The following snippets of the code illustrate the current structure I am using; it is messy and code improvement suggestions are also welcome.
// Setting up the XMLReader
XmlReaderSettings settings = new XmlReaderSettings();
settings.ConformanceLevel = ConformanceLevel.Auto;
settings.IgnoreWhitespace = true;
settings.CloseInput = true;
settings.IgnoreComments = true;
settings.ValidationType = ValidationType.Schema;
settings.Schemas.Add(null, "schema.xsd");
settings.ValidationEventHandler += new ValidationEventHandler(ValidationCallBack);
XmlReader reader = XmlReader.Create("Sample.xml", settings);
// Processing XML
while (reader.Read())
if (reader.NodeType == XmlNodeType.Element)
if (reader.Name.Equals("A"))
processA(reader.ReadSubtree());
reader.Close();
// Process Node A
private static void processA(XmlReader A){
try{
// Perform some book-keeping
// Process Node B by calling processB(A.ReadSubTree())
}
catch (InvalidOperationException ex){
}
catch (XmlException xmlEx){
}
catch (ImportException impEx){
}
finally{ if (A != null) A.Close(); }
}
// All the lower level process node functions propagate the exception to caller.
private static void processB(XmlReader B){
try{
// Book-keeping and call processC
}
catch (Exception ex){
throw ex;
}
finally{ if (B != null) B.Close();}
}
// Validation event handler
private static void ValidationCallBack(object sender, ValidationEventArgs e){
String msg = "Validation Error: " + e.Message +" at line " + e.Exception.LineNumber+
" position number "+e.Exception.LinePosition;
throw new ImportException(msg);
}
When a XMLSchemaValidationException is encountered the finally block will invoke close() and the original XMLReader is being positioned on the EndElement of the subtree and hence the finally block in processA will lead to processing of the next node A.
However when a XMlException is encountered invoking the close method is not positioning the original reader on the EndElement node of the subtree and an InvalidOperationException is being throw.

Problem 1: From the text on XmlReader exception handling, extract the passage starting with "processA(reader.ReadSubtree());" and going on through "by calling processB(A.ReadSubTree())".

Exercise inputs:

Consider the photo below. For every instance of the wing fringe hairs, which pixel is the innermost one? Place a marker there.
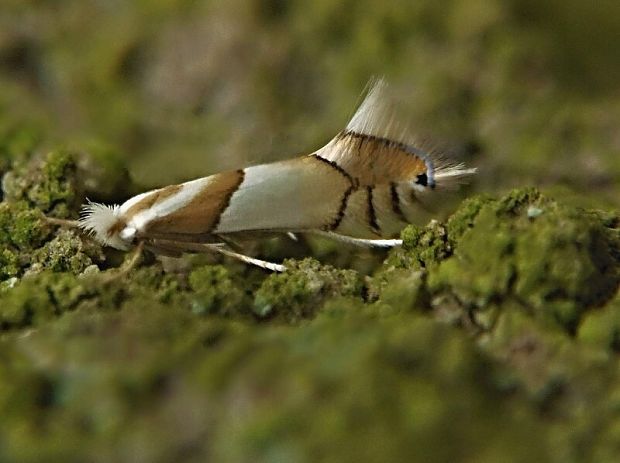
(362, 188)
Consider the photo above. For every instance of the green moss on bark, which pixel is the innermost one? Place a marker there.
(300, 291)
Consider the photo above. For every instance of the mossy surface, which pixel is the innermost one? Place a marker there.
(493, 334)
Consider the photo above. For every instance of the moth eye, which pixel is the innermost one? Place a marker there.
(128, 233)
(422, 179)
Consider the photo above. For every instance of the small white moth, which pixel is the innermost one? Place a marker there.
(362, 188)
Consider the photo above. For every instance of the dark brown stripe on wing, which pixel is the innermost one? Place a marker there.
(372, 215)
(396, 203)
(342, 210)
(336, 167)
(151, 199)
(202, 213)
(224, 205)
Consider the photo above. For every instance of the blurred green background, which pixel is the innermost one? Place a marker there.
(527, 91)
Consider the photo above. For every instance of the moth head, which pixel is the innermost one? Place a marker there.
(106, 224)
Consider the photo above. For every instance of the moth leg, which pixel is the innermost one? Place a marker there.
(250, 260)
(362, 242)
(220, 248)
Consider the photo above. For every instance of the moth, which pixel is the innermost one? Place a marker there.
(362, 187)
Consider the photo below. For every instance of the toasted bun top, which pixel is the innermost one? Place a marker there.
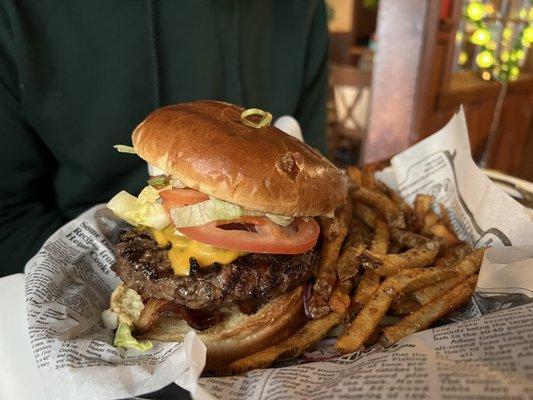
(205, 145)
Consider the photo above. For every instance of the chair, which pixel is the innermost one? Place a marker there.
(350, 92)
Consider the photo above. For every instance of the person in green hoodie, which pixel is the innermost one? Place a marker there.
(77, 76)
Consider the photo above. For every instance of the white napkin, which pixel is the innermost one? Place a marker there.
(19, 378)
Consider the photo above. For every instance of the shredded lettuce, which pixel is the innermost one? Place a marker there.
(143, 210)
(122, 148)
(217, 210)
(123, 338)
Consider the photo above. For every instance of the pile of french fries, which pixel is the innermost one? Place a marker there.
(386, 270)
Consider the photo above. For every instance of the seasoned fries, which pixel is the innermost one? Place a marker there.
(367, 287)
(312, 332)
(380, 244)
(407, 238)
(327, 274)
(404, 305)
(383, 204)
(387, 265)
(365, 213)
(347, 269)
(367, 177)
(453, 254)
(368, 318)
(354, 174)
(426, 315)
(431, 224)
(380, 258)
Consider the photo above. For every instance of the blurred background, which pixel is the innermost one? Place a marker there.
(400, 70)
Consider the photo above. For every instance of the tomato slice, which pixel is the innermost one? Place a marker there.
(174, 198)
(263, 236)
(249, 234)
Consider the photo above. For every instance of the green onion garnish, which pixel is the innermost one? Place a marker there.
(122, 148)
(159, 181)
(266, 118)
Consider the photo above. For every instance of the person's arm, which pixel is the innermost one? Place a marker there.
(311, 111)
(27, 211)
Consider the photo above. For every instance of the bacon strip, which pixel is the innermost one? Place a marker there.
(196, 319)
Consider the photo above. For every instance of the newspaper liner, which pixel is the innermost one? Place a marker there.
(487, 353)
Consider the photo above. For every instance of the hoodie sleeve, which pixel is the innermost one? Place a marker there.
(27, 212)
(311, 110)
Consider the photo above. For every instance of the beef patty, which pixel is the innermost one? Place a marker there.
(144, 267)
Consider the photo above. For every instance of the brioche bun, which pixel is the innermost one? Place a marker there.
(239, 334)
(205, 145)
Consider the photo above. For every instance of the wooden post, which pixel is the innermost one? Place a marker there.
(406, 34)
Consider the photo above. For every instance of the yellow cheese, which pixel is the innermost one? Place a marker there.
(184, 248)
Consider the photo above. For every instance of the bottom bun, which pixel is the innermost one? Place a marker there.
(239, 334)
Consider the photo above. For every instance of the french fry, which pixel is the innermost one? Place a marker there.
(394, 247)
(383, 204)
(367, 287)
(404, 305)
(453, 254)
(365, 213)
(427, 294)
(407, 238)
(361, 328)
(362, 233)
(429, 313)
(466, 267)
(312, 332)
(357, 240)
(347, 269)
(380, 243)
(422, 205)
(327, 268)
(387, 265)
(431, 224)
(367, 177)
(354, 175)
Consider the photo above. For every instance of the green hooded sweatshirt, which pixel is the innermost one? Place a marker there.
(76, 76)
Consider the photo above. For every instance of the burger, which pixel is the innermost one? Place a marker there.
(224, 238)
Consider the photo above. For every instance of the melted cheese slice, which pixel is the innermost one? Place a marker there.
(184, 248)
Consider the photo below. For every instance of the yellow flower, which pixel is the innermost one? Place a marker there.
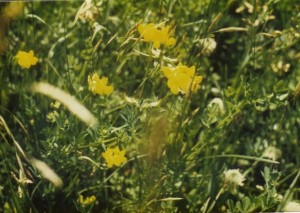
(157, 35)
(87, 201)
(99, 86)
(182, 78)
(26, 60)
(114, 157)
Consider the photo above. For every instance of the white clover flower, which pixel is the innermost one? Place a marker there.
(292, 206)
(208, 45)
(272, 153)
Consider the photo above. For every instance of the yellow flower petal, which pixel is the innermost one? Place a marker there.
(26, 60)
(99, 86)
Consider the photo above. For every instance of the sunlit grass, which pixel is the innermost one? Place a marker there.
(149, 106)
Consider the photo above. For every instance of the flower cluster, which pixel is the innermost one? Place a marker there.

Problem 2: Shift every coordinate in the answers by adding -33 to each number, and give back the lines of the listing starting with the line with "Consider the photo above. For every instance of the melted" and going on through the end of the listing, requests included. Leave the pictures out.

Full response 1:
processA(reader.ReadSubtree());
reader.Close();
// Process Node A
private static void processA(XmlReader A){
try{
// Perform some book-keeping
// Process Node B by calling processB(A.ReadSubTree())

Full response 2:
Consider the photo above. For every instance of the melted cheese slice, which pixel is the innermost one? Place a marker there.
(151, 215)
Consider the photo below. For every instance of the yellow flower, which pixel is the innermost one? Place a marker there.
(124, 2)
(54, 168)
(66, 53)
(149, 45)
(-7, 27)
(81, 124)
Consider the photo above. For every instance of the white clover flower, which pixel is the innermost one? Place a marker there.
(259, 173)
(175, 12)
(239, 120)
Consider the photo above. For every instance of the yellow flower petal, which pixel is the innermost one? Place a marker there.
(-7, 27)
(66, 53)
Consider the photo above. For every instance of the sunlit grass, which pixel is the innermost one? Place a marker there.
(116, 73)
Consider the photo above. For every instance of the flower cluster, which pixel is the innermost one? Place a marker there.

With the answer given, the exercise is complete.